#### [EXERCISE PROMPT]
In your reply, reproduce every line of the data without any alteration.

#### [ENTRIES PROVIDED]

···

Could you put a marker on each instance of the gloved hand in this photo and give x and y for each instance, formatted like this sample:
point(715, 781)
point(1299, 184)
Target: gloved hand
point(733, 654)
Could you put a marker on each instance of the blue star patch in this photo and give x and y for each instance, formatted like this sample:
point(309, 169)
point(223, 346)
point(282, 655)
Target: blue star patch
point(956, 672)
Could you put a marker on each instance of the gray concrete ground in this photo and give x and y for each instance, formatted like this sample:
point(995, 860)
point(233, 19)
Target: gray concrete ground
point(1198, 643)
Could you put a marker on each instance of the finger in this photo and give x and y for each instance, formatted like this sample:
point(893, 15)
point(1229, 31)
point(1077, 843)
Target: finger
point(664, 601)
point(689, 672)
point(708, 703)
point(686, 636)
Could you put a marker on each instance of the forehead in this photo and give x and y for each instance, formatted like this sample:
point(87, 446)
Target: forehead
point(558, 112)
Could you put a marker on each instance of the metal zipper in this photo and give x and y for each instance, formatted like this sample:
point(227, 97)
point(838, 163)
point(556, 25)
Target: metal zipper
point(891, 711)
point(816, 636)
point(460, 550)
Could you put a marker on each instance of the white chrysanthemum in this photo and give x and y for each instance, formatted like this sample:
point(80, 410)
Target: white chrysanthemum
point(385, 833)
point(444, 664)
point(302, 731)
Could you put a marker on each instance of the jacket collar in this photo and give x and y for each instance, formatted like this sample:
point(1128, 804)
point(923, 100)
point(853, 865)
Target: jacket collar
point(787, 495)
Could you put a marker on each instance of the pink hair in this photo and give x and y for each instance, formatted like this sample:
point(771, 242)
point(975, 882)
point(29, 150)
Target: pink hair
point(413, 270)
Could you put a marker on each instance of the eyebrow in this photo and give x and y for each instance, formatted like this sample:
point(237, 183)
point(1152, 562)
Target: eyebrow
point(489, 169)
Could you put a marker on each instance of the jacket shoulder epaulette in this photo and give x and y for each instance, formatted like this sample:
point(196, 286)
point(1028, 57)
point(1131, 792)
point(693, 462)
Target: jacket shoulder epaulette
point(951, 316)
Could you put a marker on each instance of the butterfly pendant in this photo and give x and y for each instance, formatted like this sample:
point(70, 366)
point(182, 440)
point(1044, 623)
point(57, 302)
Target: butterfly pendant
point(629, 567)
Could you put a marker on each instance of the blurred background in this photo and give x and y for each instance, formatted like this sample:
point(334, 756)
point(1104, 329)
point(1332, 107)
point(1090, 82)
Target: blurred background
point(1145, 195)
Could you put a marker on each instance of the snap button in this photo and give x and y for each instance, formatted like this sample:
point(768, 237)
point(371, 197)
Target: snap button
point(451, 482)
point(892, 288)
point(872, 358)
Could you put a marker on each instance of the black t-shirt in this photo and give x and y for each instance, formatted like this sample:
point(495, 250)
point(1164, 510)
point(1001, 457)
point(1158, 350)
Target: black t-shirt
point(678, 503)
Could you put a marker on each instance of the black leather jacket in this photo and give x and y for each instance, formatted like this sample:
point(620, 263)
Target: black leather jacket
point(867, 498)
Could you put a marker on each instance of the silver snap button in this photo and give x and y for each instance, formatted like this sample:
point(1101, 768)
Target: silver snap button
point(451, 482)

···

#### [WRITTEN SOLUTION]
Could you put a marker on each instance of the gloved hand in this photo and give x and y for each instance, formatted like this sample:
point(715, 781)
point(1299, 184)
Target: gloved hand
point(733, 654)
Could you put a marker on each instance of the blue star patch in this photo and give x and y for each instance, formatted like this sample:
point(309, 169)
point(223, 346)
point(282, 655)
Target: blue star patch
point(956, 672)
Could you put a marker on each instance of the gray concrete ground in this photo and give x and y for each instance, formatted like this sample:
point(995, 860)
point(233, 19)
Target: gray concrete ground
point(1198, 643)
Could you put a marker on each instance of the finger in this photo and give x and y for each instance, formatted like this sample:
point(893, 15)
point(1229, 31)
point(1077, 843)
Target: finger
point(664, 601)
point(689, 672)
point(708, 703)
point(686, 636)
Could you put a marker on each instance of the forehead in this photo and give x and y for each instance, formatted like this sample:
point(87, 446)
Target: forehead
point(558, 112)
Could you put a marker on each instance of the metal zipper in this photo and give x and y for each instance, formatted like this sample:
point(227, 97)
point(838, 163)
point(556, 25)
Target: metal zipper
point(891, 711)
point(816, 636)
point(460, 550)
Could you put a marker on each instance of the white chrysanthemum in this photo and give x and y for each instance, formatted like this sample:
point(80, 410)
Target: white chrysanthemum
point(385, 833)
point(444, 664)
point(302, 731)
Could you put a marker on each instance of the jacket collar in this photo and give x and y for each instance, formatted like this sample:
point(1128, 804)
point(923, 100)
point(853, 865)
Target: jacket collar
point(787, 495)
Could you put a marker on each instance of the pink hair in this photo and give x and y for each instance, formatted like this sample:
point(771, 242)
point(975, 882)
point(29, 150)
Target: pink hair
point(413, 270)
Could you put a marker on each instance of the eyebrow in this photo and give x and y for each instance, formatted like this sample:
point(237, 183)
point(1152, 562)
Target: eyebrow
point(489, 169)
Could you put a marker on each instance of the jacket shoulder epaulette in this photo and give x and y for each instance, formatted like this sample:
point(196, 286)
point(1028, 57)
point(1131, 792)
point(693, 462)
Target: jacket shoulder epaulette
point(951, 316)
Could you put a marker on each instance of the butterfly pendant in this photo and give x and y for each instance, formatted like this sample:
point(70, 366)
point(182, 440)
point(1044, 623)
point(57, 302)
Target: butterfly pendant
point(629, 567)
Could you put a marker on each instance of the blurred background in this photo and give x and y for each instance, formatted like this sample:
point(334, 756)
point(1104, 329)
point(1332, 107)
point(1090, 82)
Target: blurred background
point(1145, 195)
Could you put a marker on each instance of the snap button in this photo and give x and y for each instance, formatted like this sample:
point(768, 237)
point(371, 197)
Target: snap button
point(451, 482)
point(892, 288)
point(872, 358)
Could you put a marker on each instance of the black t-shirt in this photo and give x and y for each instance, formatted like this sample:
point(495, 250)
point(1164, 510)
point(1001, 457)
point(1158, 350)
Target: black t-shirt
point(678, 503)
Could you put a marker on each instance of the black leather jacket in this photo and give x and y for each instance, formatted like this sample:
point(620, 263)
Target: black leather jacket
point(867, 498)
Could you put a marker on each instance of the silver snap button in this photo and give x and y for each instance, formatted like this sample:
point(1101, 768)
Target: silver snap button
point(451, 482)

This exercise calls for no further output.